## begin Exercise data
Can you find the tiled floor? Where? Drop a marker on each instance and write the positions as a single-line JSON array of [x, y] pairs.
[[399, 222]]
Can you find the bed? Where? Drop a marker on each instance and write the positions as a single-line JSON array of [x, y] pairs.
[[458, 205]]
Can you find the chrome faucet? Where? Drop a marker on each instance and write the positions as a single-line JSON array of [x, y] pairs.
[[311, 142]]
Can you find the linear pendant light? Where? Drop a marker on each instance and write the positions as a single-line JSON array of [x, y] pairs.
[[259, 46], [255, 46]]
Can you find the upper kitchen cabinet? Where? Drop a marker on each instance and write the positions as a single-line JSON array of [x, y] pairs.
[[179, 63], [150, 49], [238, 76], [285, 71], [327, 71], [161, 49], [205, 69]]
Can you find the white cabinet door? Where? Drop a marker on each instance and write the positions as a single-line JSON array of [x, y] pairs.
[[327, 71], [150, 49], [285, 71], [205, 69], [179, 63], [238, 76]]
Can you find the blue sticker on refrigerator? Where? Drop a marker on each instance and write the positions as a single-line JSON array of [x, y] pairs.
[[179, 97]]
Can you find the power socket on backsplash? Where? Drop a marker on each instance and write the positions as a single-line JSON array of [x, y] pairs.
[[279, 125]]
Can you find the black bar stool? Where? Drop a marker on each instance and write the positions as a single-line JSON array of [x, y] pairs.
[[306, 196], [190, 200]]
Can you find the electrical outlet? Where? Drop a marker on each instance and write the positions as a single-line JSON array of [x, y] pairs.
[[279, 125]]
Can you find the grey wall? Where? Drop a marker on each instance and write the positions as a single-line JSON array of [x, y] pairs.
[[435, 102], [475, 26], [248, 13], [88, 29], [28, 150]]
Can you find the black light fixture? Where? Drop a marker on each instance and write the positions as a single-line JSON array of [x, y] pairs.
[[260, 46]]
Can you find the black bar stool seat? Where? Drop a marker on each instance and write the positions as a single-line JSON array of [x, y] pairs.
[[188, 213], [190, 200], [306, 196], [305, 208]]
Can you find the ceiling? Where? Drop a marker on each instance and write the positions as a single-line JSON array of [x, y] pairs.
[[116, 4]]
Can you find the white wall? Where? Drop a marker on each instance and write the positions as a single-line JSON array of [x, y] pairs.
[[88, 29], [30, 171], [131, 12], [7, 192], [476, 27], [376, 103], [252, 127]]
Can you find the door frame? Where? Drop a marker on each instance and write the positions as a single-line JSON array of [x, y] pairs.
## end Exercise data
Given exercise - Rewrite all of the data above as a numbered list with one line per item, leaving out any blank lines.

Reply -
1. Can you find the tiled floor? Where? Drop a marker on each instance and write the positions as a single-line JSON array of [x, y] pairs.
2. [[399, 222]]
3. Can you find the bed? Where? Drop a marker on each instance and write the positions as a single-line JSON array of [x, y] pairs.
4. [[458, 205]]
5. Can you find the chrome faucet? Where? Drop a marker on each instance and write the positions as a single-line JSON array of [x, y] pairs.
6. [[311, 142]]
7. Can you find the linear pendant light? Where? Drop a marker on each instance and write the positions as a single-line JSON array of [x, y] pairs.
8. [[259, 46], [255, 46]]
9. Can you find the upper kitchen cabinet? Where? Drop a marker on each instance and write the positions as a single-line JSON array of [x, y] pairs.
10. [[179, 63], [150, 49], [238, 76], [285, 71], [327, 71], [161, 49], [205, 69]]
11. Can you find the white cabinet door? Where? Drop a marker on each instance and write the positions as a single-line JSON array of [x, y] pairs.
12. [[327, 71], [150, 49], [285, 71], [205, 69], [179, 63], [238, 76]]
13. Can you find the blue sticker on refrigerator? Where? Drop a marker on each instance and write the positions as a single-line JSON array of [x, y] pairs.
14. [[179, 97]]
15. Can you find the power socket on backsplash? Where? Drop a marker on each instance and write the positions as a single-line JSON array of [x, y] pairs.
16. [[279, 125]]
17. Can you find the black bar stool? Where? Drop a marker on each instance and write the positions as a single-line JSON array of [x, y] pairs.
18. [[306, 196], [190, 200]]
19. Can you find the electrical outlet? Where? Drop a marker on each instance and write the positions as a single-line JSON array of [x, y] pairs.
20. [[279, 125]]
21. Can you find the grey wall? Where? Drop a marker on each instance and write the positions as a single-line JSON array of [x, y] pairs.
22. [[435, 102], [475, 26], [248, 13], [88, 29], [28, 150]]
23. Can you find the black light fixture? Where? Drop a marker on each instance and write the positions as a single-line JSON array of [x, y] pairs.
24. [[260, 46]]
25. Can you find the black bar stool seat? Where? Drop a marker on each instance and write the positions as a single-line JSON array of [x, y] pairs.
26. [[188, 213], [190, 200], [306, 196], [305, 208]]
27. Can you find the ceiling? Where? Drop a marker on each instance and write the positions as a single-line JSON array of [x, y] pairs.
28. [[116, 4]]
29. Can you find the white wall? Where? Drop a marker on each instance and write the positions as a single-line JSON array of [x, y] pairs.
30. [[88, 29], [30, 171], [131, 12], [7, 192], [476, 27], [376, 103], [252, 127]]
31. Can you find the door frame? Where? Drop a marker on each instance and write the positions as a single-line JSON array of [x, y] pairs.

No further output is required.